**Complete the following:**
- a) Answer these about the Data Mesh on AWS article:
(i) Who introduced Data Mesh as a paradigm?
(ii) What does ETL stand for?
(iii) What three things does AWS Lake Formation's centralized interface let you do?
- b) Pull out every line of the records that contains the string "dining". Case counts.

**Excerpted passage:**
━━━━━━━━━━

Sidra Saleem for SUDO Consultants

Posted on Feb 28 • Originally published at sudoconsultants.com

Data Mesh on AWS: Federated Governance with Lake Formation and Glue

#datamesh #lakeformation #aws

Organizations are increasingly adopting decentralized data architectures to enable scalability, agility, and domain-oriented ownership. Data Mesh, a paradigm introduced by Zhamak Dehghani, advocates for a decentralized approach to data management, where data is treated as a product and owned by domain-specific teams. However, this decentralization introduces challenges in governance, security, and access control. AWS provides a robust set of tools, including AWS Lake Formation and AWS Glue, to implement a federated governance model for Data Mesh. This article explores how to implement Data Mesh on AWS, focusing on federated governance, centralized access controls, and sharing data products across accounts.

Understanding Data Mesh and Federated Governance

Data Mesh is a socio-technical approach to data architecture that emphasizes domain-oriented decentralization, data as a product, self-serve data infrastructure, and federated computational governance. Federated governance ensures that while data ownership and management are decentralized, there is a centralized mechanism for access control, compliance, and security.

AWS Lake Formation and AWS Glue play pivotal roles in implementing federated governance. Lake Formation provides a centralized way to manage data lakes, including fine-grained access control, while Glue offers data cataloging, ETL (Extract, Transform, Load), and data preparation capabilities. Together, they enable organizations to share data products across AWS accounts securely and efficiently.

Key Components of Data Mesh on AWS

AWS Lake Formation

AWS Lake Formation simplifies the process of setting up, securing, and managing data lakes. It provides a centralized interface to define data permissions, manage metadata, and enable secure data sharing across accounts.

━━━━━━━━━━

**Dataset extract:**
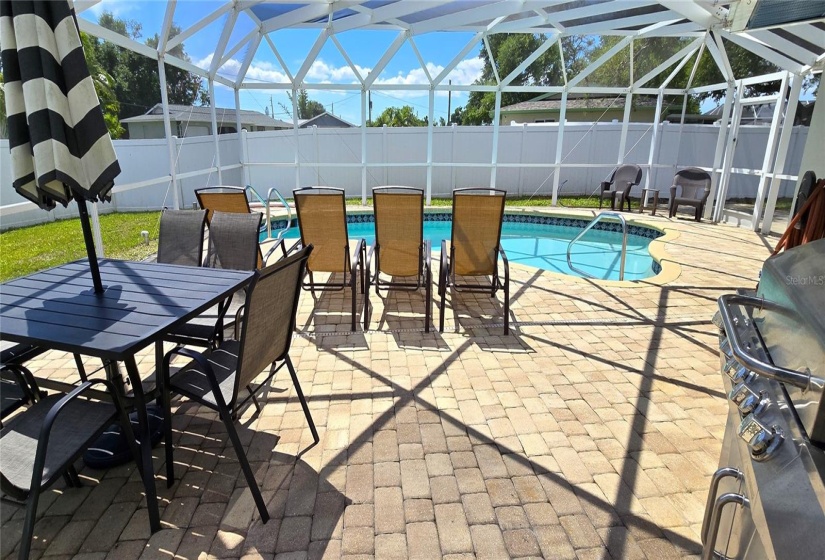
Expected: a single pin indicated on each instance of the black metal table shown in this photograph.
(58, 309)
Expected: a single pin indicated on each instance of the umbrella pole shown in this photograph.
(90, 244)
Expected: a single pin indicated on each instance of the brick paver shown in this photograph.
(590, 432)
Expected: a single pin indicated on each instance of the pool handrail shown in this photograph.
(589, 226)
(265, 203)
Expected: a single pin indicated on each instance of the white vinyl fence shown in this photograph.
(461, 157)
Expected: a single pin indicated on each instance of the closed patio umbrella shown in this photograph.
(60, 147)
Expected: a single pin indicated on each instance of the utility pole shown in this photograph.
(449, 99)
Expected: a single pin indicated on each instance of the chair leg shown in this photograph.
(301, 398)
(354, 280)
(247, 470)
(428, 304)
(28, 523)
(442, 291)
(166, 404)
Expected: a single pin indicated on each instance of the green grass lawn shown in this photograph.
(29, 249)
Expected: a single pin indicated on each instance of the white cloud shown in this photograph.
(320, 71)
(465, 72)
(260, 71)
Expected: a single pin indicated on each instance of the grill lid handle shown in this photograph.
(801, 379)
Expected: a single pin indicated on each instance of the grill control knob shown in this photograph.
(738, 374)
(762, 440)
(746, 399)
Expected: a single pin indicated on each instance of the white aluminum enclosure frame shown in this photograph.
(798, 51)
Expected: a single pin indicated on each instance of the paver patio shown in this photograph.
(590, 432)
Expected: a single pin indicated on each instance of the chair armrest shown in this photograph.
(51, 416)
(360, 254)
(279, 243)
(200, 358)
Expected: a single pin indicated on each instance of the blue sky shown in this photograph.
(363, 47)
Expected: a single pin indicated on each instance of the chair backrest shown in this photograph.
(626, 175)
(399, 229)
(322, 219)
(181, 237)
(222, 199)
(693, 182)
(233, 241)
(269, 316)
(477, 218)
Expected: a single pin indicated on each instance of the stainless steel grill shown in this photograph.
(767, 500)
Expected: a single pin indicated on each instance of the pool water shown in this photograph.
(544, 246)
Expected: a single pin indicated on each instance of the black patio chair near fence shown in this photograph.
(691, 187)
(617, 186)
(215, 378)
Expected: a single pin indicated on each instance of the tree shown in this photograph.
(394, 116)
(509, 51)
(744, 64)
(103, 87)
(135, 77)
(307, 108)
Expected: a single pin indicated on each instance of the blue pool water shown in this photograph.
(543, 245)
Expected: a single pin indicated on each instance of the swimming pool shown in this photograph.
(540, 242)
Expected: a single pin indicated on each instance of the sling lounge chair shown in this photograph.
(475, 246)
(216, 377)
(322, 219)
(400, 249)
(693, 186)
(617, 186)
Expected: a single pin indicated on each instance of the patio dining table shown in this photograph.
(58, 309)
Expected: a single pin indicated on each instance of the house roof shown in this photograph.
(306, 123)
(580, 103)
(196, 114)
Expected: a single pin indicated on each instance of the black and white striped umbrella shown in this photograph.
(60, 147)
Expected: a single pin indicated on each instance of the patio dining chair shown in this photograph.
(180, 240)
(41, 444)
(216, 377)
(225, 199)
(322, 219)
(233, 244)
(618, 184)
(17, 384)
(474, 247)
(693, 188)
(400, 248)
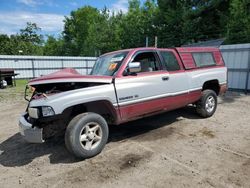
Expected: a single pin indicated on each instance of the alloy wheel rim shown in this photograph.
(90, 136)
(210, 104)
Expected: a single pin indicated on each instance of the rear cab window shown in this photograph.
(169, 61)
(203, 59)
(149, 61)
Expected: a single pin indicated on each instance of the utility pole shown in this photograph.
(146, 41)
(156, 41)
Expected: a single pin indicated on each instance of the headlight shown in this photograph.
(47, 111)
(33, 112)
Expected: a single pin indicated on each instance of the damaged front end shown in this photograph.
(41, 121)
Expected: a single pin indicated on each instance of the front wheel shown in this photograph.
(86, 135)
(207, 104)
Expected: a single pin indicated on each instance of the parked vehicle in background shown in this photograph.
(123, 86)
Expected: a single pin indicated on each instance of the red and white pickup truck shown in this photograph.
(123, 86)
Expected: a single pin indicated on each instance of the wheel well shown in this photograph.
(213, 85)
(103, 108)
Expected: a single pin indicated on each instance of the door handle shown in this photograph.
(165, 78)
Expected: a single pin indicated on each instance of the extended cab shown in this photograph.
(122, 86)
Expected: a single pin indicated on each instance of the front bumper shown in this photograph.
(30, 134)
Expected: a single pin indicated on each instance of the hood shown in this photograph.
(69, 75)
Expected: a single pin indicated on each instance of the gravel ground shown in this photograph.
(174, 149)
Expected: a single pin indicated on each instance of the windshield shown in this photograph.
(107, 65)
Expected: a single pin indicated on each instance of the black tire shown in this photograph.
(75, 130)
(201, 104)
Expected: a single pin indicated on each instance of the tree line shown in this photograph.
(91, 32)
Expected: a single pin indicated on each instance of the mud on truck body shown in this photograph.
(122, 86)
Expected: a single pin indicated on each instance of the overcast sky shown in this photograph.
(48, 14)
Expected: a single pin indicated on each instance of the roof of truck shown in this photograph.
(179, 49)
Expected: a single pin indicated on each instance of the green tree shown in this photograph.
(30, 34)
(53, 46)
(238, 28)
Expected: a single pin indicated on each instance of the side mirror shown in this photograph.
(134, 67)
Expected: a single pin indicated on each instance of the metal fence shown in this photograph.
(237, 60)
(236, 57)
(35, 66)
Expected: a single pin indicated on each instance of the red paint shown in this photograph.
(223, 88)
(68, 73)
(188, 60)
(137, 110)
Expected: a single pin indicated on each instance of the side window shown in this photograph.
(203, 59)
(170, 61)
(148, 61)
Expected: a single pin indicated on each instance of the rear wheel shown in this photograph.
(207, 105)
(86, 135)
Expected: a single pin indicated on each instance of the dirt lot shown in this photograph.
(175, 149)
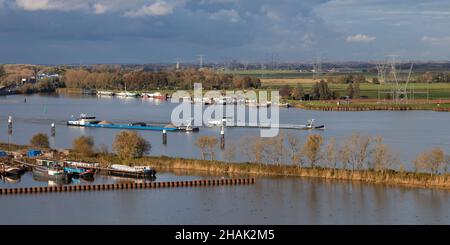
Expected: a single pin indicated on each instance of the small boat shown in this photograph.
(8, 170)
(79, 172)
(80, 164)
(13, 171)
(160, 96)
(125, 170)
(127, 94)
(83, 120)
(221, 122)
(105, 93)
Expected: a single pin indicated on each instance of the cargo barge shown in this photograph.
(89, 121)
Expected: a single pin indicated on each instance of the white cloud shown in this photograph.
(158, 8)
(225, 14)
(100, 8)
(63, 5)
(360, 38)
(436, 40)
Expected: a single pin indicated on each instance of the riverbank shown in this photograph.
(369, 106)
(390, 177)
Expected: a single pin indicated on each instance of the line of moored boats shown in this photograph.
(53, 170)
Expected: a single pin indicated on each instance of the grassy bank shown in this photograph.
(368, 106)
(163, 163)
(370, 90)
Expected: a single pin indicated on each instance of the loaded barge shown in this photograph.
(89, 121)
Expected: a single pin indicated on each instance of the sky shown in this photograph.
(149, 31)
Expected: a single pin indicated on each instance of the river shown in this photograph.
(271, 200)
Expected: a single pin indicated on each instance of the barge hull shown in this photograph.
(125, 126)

━━━━━━━━━━

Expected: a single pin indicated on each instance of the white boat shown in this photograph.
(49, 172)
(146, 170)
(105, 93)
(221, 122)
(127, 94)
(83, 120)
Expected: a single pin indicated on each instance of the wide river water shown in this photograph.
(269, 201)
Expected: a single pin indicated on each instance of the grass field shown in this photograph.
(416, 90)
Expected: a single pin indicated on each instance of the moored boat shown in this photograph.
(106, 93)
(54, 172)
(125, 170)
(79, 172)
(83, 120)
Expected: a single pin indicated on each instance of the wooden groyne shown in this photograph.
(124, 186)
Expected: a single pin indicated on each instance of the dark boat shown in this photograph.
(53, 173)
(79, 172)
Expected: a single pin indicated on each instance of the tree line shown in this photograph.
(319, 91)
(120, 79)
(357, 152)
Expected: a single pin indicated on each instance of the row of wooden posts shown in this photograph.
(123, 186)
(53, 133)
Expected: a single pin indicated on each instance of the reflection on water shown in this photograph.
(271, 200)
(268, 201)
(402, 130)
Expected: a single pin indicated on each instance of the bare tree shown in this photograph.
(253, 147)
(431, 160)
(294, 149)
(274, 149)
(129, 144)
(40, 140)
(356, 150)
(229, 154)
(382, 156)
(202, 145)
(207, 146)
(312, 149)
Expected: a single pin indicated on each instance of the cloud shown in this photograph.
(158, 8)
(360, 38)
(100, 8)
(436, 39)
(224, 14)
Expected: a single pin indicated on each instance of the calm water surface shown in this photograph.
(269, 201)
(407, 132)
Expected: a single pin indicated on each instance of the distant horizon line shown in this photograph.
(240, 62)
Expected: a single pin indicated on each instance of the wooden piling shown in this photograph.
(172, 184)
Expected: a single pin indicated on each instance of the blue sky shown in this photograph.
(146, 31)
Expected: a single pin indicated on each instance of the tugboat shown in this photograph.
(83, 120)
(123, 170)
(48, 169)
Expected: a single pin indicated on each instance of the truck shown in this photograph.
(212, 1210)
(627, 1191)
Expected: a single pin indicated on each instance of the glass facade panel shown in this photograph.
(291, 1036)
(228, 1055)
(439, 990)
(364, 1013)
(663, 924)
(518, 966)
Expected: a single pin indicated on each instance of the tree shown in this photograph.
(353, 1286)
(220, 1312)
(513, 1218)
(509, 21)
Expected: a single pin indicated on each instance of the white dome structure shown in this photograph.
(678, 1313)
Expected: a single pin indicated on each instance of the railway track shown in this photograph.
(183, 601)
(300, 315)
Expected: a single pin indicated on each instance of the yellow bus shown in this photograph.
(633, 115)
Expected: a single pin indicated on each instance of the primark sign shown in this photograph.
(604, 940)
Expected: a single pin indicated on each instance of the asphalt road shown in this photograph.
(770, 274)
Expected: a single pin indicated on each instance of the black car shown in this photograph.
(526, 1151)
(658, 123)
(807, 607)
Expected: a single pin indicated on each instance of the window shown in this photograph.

━━━━━━━━━━

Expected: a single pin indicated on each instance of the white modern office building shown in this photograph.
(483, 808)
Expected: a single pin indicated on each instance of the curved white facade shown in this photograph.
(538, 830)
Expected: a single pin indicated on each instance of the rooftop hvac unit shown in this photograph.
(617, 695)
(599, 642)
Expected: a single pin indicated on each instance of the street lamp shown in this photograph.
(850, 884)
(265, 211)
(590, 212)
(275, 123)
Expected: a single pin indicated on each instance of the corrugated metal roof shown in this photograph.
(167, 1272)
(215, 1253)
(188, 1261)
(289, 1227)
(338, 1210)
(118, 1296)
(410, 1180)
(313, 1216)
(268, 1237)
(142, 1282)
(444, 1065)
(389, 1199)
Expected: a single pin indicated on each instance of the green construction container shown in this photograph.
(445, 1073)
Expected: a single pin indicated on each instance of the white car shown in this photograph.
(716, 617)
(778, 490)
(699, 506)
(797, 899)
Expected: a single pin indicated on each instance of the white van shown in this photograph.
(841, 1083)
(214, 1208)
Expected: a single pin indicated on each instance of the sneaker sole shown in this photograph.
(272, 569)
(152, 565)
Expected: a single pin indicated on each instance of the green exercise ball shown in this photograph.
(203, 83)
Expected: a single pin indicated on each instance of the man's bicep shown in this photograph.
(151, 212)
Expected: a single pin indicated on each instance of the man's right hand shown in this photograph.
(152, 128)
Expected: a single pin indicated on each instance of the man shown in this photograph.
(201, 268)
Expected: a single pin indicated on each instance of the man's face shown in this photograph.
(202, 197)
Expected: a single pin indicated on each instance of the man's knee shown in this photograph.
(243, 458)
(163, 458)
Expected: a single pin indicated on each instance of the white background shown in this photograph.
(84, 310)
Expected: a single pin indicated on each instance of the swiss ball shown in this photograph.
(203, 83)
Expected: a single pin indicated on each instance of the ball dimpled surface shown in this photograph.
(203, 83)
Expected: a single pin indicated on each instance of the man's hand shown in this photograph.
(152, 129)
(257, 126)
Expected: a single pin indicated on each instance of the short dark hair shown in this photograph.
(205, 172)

━━━━━━━━━━

**Results for each task:**
- a)
(i) Zhamak Dehghani
(ii) Extract, Transform, Load
(iii) Define data permissions, manage metadata, and enable secure data sharing across accounts

- b)
Expected: a single pin indicated on each instance of the patio dining table shown in this photograph.
Expected: a single pin indicated on each instance of the patio dining chair shown in this photograph.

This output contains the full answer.